该赛题数据来源为：2009年底和2010年初，美国进行的2009年全国H1N1流感调查。共计26707条数据，35个特征，其中12个文本特征，23个离散数字特征。

二、数据预处理

首先，里边有很多文本特征，文本数据是离散的描述型数据，因此将其用形如0，1，2….的离散数字表示，这里没有用独热码，因为尝试过用独热码，会产生特别多维特征，但没有实际意义。

然后发现数据中有很多缺失值：

在这里插入图片描述
在这个缺失值可视化图中，每一列代表一个特征的数据确实情况，从图中可以看出确实数据的位置，白色位置代表数据缺失。

从下面的缺失值条形图可直观看出各个特征的缺失百分比，更方便判断如何处理缺失值：
在这里插入图片描述
从图中可以看出有较多特征出现缺失，缺失维度较多，但缺失百分比相对不高，因此要对其进行填充。利用KNN方法进行空缺值填充：

基本思路：循环遍历，依次将每一维含有缺失值的特征作为Y,当前不含有缺失值的所有特征集合作为X。

①利用在当前Y上未空缺的样本作为训练集，进行K近邻学习器的训练，当前Y缺失的样本作为测试集，利用所学得的学习器对其进行预测。
②将预测值Y填充到对应缺失位置。
③将填充后的数据作为下一轮学习的数据集，填充完成的特征Y添加到输入特征集X，进行下一个缺失特征的填充
……
循环以上步骤，直到所有特征均填充完成，数据集没有缺失值。

首先导入一些之后需要的包

clf=KNeighborsClassifier(n_neighbors=2)
mfeature=ffeature.copy()
for i in range(0,len(ffeature)):
    tfeature.append(ffeature[i])
    train=train_data[tfeature]
    
    test=test_set_features[tfeature]
    #把没有缺失值放进training_nonull
    training_nonull=train[train.isnull().any(axis=1)!= True].values
    training_nonull=pd.DataFrame(training_nonull)
    training_nonull.columns=tfeature
    #把有缺失值放进training_null
    training_null=train[train.isnull().any(axis=1)== True].values
    training_null=pd.DataFrame(training_null)
    training_null.columns=tfeature
    #处理验证集,把没有缺失值放进test_nonull
    test_nonull=test[test.isnull().any(axis=1)!= True].values
    test_nonull=pd.DataFrame(test_nonull)

- **数据列表**:
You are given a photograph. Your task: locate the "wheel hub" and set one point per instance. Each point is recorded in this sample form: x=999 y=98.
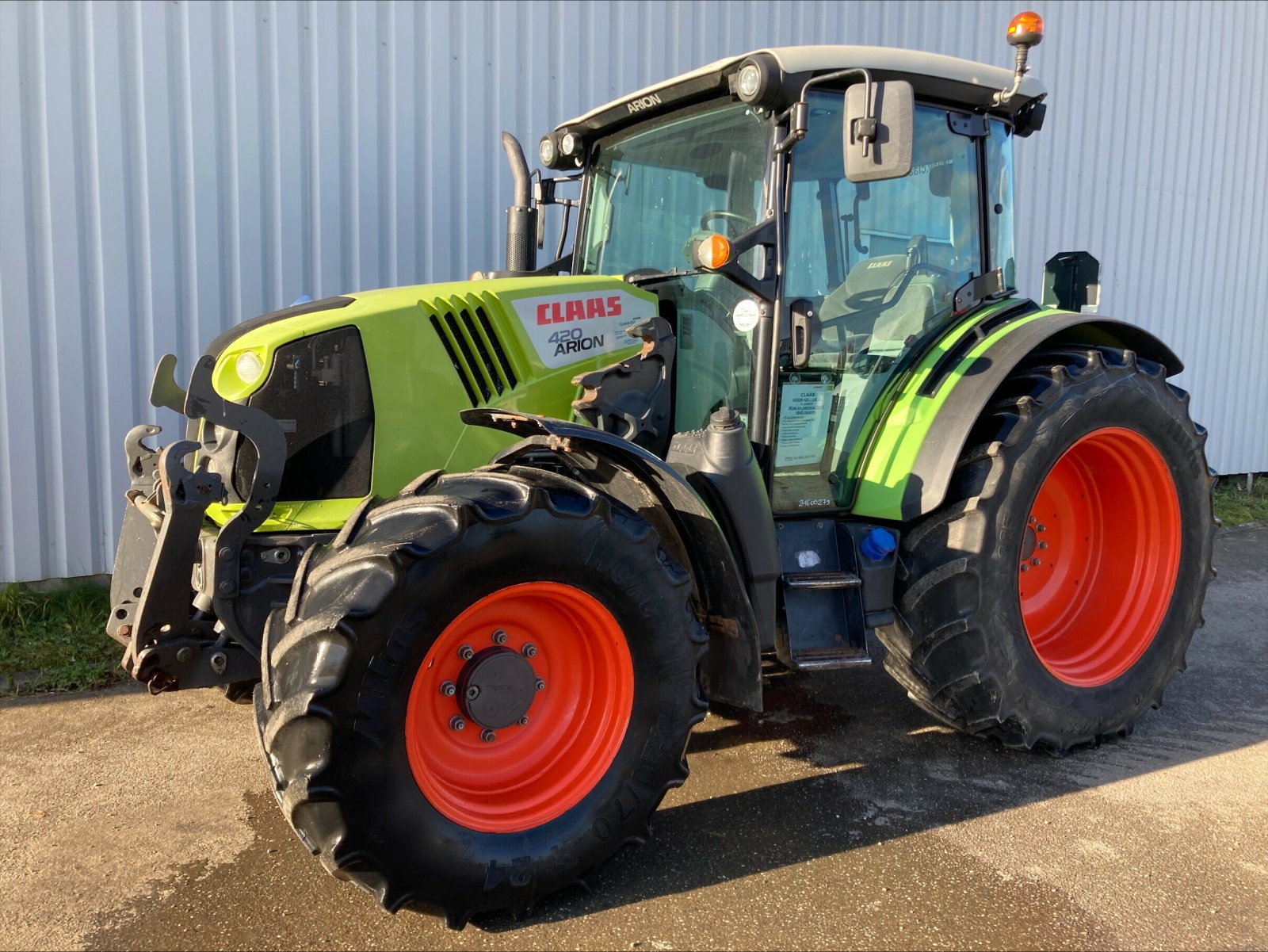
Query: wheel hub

==

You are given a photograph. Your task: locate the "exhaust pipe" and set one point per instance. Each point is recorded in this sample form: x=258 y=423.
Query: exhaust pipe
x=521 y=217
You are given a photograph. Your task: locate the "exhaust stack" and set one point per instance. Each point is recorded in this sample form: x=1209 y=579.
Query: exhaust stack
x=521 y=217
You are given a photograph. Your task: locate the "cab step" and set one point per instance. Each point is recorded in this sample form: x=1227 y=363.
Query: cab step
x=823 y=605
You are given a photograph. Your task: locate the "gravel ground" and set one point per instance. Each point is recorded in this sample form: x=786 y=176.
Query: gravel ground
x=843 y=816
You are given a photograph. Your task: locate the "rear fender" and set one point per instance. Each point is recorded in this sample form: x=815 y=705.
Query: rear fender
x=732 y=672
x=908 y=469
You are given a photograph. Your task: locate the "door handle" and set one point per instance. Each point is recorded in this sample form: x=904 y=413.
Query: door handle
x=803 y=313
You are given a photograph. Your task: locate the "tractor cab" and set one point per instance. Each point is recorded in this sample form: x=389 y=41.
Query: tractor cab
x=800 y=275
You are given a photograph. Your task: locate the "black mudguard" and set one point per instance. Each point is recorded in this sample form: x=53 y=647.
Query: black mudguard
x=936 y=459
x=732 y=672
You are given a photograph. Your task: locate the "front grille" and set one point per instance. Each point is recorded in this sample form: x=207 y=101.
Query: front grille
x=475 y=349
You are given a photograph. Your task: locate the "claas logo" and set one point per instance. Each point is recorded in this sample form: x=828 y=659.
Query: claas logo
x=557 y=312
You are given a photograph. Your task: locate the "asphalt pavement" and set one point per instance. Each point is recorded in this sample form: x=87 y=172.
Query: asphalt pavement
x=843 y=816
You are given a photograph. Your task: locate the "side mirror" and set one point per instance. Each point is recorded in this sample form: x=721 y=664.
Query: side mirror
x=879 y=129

- **你的任务**:
1. 列出所示文本代码中所有用等号直接赋值的变量名。属性赋值和循环变量不算在内，每个名称只列一次。
2. 按照所示文本的说法，处理文本特征时为什么没有采用独热码？
3. 请抄写所示文本中从“test=test_set_features[tfeature]”到“training_nonull=pd.DataFrame(training_nonull)”的部分，首尾两处都包括在内。

- **答案如下**:
1. clf、mfeature、train、test、training_nonull、training_null、test_nonull

2. 因为用独热码会产生特别多维的特征，但这些特征没有实际意义。

3.
test=test_set_features[tfeature]
    #把没有缺失值放进training_nonull
    training_nonull=train[train.isnull().any(axis=1)!= True].values
    training_nonull=pd.DataFrame(training_nonull)